PROBLEM DETAILS ▸
Convert the records, from the line holding "the white ceiling" through the last line, inclusive, into a JSON list of strings with one string per line and no blank lines. Leave the pictures out of the answer.

MATERIAL FOR THE TASK ▸
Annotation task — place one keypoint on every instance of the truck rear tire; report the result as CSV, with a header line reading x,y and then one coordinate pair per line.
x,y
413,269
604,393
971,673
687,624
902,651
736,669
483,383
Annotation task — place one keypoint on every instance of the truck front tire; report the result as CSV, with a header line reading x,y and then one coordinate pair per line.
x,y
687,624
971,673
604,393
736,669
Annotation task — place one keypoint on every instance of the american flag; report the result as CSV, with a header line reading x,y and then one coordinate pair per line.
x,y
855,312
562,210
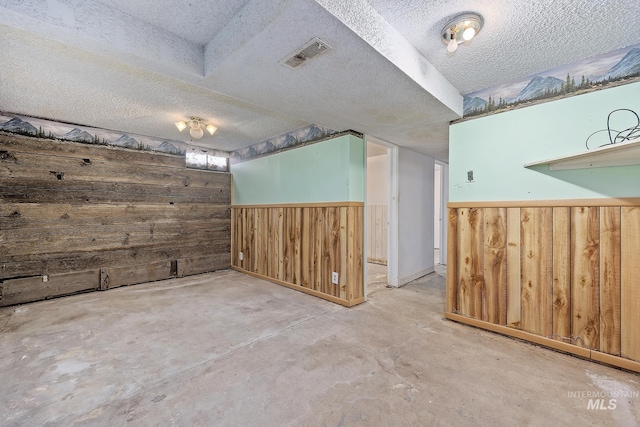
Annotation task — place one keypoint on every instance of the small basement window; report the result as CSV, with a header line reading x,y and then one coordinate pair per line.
x,y
207,162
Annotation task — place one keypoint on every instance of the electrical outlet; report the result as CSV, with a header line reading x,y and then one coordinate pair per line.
x,y
335,278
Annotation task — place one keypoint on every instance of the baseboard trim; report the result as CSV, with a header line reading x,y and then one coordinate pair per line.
x,y
405,280
331,298
575,350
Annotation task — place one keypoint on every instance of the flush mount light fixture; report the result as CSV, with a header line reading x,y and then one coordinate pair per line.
x,y
196,124
460,29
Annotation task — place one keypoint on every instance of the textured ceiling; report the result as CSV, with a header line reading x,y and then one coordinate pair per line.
x,y
518,38
140,66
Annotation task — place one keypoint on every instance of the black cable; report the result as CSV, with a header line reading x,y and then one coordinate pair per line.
x,y
620,136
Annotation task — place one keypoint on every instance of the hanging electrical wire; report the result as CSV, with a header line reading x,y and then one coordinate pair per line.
x,y
618,136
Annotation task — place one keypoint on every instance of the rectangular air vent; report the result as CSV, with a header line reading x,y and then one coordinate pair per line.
x,y
310,50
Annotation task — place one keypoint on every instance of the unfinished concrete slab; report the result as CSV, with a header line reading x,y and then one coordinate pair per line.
x,y
228,349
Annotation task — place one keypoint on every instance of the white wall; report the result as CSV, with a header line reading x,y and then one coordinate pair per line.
x,y
377,185
445,212
437,208
416,174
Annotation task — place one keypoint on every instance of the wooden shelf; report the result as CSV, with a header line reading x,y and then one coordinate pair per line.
x,y
621,154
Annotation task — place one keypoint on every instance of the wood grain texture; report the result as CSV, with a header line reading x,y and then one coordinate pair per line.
x,y
470,263
614,201
25,144
28,289
302,246
536,240
585,275
610,280
494,302
377,231
68,207
452,262
629,289
571,271
514,272
562,274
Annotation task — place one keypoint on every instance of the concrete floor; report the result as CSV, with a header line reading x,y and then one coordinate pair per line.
x,y
225,349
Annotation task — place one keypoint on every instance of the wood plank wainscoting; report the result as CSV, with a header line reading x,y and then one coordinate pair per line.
x,y
563,273
377,230
300,245
77,217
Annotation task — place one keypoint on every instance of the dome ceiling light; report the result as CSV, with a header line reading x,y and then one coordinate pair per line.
x,y
461,29
197,125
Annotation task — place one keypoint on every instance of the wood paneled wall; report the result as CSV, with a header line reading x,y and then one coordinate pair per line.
x,y
299,246
562,274
377,234
94,217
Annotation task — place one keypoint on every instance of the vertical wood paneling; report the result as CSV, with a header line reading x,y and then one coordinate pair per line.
x,y
358,287
287,245
261,242
514,274
470,246
297,247
279,243
629,289
495,266
318,220
562,273
303,245
585,322
343,250
610,280
376,233
536,240
452,262
572,273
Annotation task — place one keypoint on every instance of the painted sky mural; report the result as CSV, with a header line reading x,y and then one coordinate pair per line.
x,y
617,67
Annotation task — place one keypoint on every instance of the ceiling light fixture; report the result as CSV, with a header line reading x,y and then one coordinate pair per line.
x,y
460,29
196,124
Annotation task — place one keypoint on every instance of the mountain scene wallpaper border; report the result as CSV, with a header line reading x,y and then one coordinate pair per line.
x,y
292,139
618,67
50,129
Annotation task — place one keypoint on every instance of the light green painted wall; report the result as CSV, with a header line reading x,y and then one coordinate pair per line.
x,y
497,147
328,171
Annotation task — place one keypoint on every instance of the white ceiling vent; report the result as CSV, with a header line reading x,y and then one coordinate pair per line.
x,y
310,50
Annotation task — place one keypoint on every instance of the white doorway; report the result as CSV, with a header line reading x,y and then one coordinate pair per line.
x,y
376,233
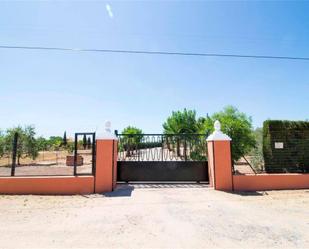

SOLUTION ▸
[
  "Annotation task — place one keypoint on every instance of the white ceiling vent; report the result as CSV, with a header line reading x,y and then one coordinate pair per line.",
  "x,y",
  "310,50",
  "Annotation task — place one keypoint on every instance of the white doorway; report the result as CSV, with a header line reading x,y and then one coordinate pair per line.",
  "x,y",
  "376,233"
]